-------- Exercise data
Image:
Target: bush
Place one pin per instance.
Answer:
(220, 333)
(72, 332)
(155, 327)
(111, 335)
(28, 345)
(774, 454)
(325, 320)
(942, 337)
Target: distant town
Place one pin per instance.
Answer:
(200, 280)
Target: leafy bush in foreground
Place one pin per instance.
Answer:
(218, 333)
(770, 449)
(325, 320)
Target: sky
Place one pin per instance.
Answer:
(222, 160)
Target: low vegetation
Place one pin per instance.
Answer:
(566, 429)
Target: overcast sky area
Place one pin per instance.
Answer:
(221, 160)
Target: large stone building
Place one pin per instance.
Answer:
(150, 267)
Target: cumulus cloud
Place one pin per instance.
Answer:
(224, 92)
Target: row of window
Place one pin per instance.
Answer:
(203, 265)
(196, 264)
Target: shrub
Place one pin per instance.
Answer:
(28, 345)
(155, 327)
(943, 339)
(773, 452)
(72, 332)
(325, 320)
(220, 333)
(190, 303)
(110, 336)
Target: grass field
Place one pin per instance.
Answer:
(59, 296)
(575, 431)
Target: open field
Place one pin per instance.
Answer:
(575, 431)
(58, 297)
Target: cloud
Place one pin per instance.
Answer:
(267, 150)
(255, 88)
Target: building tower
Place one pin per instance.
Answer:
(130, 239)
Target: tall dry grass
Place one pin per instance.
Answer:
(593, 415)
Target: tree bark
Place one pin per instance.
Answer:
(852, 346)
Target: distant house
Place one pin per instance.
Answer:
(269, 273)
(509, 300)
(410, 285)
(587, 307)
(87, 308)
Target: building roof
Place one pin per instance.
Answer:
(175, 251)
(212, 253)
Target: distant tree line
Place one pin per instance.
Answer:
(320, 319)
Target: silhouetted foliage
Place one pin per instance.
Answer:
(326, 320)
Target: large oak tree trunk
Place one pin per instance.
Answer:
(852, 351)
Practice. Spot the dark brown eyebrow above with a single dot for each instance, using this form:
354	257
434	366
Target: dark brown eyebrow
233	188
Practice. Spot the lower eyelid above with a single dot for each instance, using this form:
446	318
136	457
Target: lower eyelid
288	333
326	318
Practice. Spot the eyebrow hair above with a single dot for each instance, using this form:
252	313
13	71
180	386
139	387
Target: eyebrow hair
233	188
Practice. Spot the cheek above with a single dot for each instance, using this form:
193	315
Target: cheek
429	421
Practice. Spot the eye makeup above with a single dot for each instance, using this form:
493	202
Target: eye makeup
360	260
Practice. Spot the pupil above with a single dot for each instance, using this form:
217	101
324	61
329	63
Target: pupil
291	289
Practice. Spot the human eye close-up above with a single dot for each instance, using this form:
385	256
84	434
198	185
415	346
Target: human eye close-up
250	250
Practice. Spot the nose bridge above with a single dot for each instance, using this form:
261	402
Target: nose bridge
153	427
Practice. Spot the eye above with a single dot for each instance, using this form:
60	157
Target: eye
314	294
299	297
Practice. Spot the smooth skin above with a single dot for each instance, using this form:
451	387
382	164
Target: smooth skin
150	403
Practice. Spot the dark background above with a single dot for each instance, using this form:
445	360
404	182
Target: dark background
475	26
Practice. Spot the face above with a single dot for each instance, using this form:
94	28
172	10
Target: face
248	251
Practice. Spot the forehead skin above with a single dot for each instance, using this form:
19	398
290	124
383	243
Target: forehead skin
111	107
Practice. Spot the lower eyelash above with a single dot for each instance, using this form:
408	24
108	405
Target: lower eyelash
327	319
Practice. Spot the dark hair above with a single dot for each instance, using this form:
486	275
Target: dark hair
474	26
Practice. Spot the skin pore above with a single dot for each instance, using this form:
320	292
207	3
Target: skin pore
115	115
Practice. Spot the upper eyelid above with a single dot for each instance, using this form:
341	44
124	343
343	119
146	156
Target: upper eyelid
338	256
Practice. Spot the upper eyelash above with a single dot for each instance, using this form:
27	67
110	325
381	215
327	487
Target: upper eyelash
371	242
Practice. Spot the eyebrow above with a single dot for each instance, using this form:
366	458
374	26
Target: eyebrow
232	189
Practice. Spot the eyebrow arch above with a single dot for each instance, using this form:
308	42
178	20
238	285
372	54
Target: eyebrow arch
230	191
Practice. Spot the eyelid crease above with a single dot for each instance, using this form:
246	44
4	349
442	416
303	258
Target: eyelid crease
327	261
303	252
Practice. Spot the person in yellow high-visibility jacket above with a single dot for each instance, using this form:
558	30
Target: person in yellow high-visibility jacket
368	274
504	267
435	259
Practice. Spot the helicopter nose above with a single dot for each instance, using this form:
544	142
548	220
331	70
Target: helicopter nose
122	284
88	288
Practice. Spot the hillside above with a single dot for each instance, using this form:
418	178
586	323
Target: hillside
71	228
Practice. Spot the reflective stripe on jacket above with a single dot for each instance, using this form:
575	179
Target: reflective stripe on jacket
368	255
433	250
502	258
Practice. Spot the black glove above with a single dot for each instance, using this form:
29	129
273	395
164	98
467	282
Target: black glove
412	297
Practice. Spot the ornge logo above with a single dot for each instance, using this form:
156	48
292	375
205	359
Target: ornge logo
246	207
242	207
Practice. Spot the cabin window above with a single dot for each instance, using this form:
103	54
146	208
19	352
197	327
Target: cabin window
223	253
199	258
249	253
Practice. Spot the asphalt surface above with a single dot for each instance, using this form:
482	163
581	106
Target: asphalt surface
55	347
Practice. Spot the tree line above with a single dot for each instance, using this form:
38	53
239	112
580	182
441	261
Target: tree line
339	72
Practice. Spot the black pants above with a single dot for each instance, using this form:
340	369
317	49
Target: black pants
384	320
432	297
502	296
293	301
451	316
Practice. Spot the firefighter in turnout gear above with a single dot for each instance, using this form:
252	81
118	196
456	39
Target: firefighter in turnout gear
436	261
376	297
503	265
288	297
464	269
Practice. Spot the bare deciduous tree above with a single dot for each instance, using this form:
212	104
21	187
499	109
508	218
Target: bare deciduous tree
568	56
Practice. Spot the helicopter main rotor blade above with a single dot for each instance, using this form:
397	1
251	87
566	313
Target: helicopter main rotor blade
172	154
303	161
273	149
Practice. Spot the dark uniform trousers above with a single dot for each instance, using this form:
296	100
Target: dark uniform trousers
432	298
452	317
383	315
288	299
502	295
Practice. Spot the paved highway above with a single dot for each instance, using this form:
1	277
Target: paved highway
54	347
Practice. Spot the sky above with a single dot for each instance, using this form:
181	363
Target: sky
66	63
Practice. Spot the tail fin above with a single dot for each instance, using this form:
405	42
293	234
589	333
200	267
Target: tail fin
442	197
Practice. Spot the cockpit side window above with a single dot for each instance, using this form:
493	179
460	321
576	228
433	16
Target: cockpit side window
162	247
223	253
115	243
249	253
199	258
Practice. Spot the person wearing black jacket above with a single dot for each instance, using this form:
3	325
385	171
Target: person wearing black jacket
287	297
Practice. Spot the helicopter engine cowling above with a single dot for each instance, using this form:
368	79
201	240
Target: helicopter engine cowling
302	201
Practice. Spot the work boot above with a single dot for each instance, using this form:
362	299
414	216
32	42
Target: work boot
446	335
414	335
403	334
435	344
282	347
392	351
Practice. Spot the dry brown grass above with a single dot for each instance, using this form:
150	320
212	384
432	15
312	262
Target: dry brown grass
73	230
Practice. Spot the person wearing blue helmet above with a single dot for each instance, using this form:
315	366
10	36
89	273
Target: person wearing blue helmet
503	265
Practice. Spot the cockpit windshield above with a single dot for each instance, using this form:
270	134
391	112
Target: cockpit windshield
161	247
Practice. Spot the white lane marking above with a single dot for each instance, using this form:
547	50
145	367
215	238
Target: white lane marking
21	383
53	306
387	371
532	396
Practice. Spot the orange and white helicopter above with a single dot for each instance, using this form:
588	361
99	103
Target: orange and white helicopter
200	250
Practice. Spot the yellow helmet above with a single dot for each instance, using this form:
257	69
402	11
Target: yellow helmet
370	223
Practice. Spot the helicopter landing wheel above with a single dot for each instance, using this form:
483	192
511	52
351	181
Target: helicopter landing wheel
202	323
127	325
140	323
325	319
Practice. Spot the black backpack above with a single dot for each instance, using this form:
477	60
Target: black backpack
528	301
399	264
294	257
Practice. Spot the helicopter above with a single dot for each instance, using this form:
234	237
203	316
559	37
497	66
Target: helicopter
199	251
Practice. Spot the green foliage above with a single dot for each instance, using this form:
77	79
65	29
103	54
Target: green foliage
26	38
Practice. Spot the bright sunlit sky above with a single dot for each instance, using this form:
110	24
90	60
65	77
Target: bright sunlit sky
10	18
----------------
## Assignment
Out of the material above, select every line that holds the string "bush".

## Exercise output
Target: bush
Target: leafy bush in foreground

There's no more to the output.